[begin DATA]
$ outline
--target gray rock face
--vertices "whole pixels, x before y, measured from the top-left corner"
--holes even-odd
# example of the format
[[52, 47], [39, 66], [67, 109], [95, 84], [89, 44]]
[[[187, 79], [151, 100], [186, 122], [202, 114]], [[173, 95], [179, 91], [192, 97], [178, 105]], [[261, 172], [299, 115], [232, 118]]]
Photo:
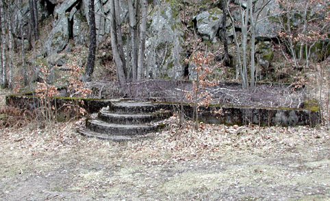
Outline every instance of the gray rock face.
[[[255, 6], [262, 8], [263, 6], [263, 1], [257, 1]], [[255, 38], [257, 39], [264, 39], [269, 38], [275, 38], [278, 36], [279, 32], [281, 30], [281, 25], [272, 20], [272, 18], [267, 17], [278, 14], [280, 10], [280, 5], [276, 1], [270, 1], [267, 5], [260, 12], [258, 17], [258, 22], [255, 25]]]
[[76, 45], [86, 44], [88, 40], [88, 26], [86, 19], [81, 10], [77, 10], [73, 15], [73, 40]]
[[173, 14], [179, 8], [175, 3], [159, 9], [151, 19], [146, 41], [147, 75], [151, 78], [179, 78], [183, 74], [182, 38], [179, 18]]
[[66, 0], [60, 4], [57, 4], [55, 8], [55, 15], [60, 16], [62, 14], [66, 12], [70, 12], [71, 9], [78, 3], [79, 3], [79, 1], [80, 1], [79, 0]]
[[44, 44], [47, 55], [60, 53], [64, 49], [68, 42], [68, 17], [66, 16], [60, 17]]
[[204, 11], [196, 16], [197, 31], [203, 39], [213, 40], [221, 25], [223, 12], [218, 8]]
[end DATA]
Copy all of the records above word for word, but leave out the pictures.

#### PROBLEM SOLUTION:
$ outline
--target gray rock face
--vertices "whole pixels, x before y, measured from the top-left corner"
--holes even-odd
# example of the format
[[52, 47], [39, 66], [67, 109], [95, 84], [89, 44]]
[[[187, 79], [151, 100], [186, 122], [202, 114]], [[173, 95], [179, 91], [192, 97], [178, 105]], [[261, 172], [299, 115], [232, 118]]]
Photo:
Outline every instance of the gray rock face.
[[[255, 6], [262, 8], [263, 6], [263, 1], [257, 1]], [[255, 38], [257, 39], [264, 39], [269, 38], [275, 38], [278, 36], [279, 32], [281, 30], [281, 25], [272, 20], [272, 18], [267, 17], [278, 14], [280, 10], [280, 5], [276, 1], [270, 1], [267, 5], [260, 12], [258, 17], [258, 22], [255, 25]]]
[[76, 45], [86, 44], [88, 40], [88, 26], [86, 19], [81, 10], [77, 10], [73, 15], [73, 40]]
[[173, 14], [179, 8], [175, 3], [159, 9], [151, 19], [146, 41], [147, 75], [151, 78], [179, 78], [183, 74], [182, 38], [179, 18]]
[[66, 0], [60, 4], [57, 4], [55, 8], [55, 15], [60, 16], [62, 14], [66, 12], [70, 12], [71, 9], [78, 3], [79, 3], [79, 1], [80, 1], [79, 0]]
[[44, 44], [47, 55], [60, 53], [64, 49], [68, 42], [68, 17], [66, 16], [60, 17]]
[[204, 11], [196, 16], [197, 31], [203, 39], [213, 40], [221, 25], [223, 12], [218, 8]]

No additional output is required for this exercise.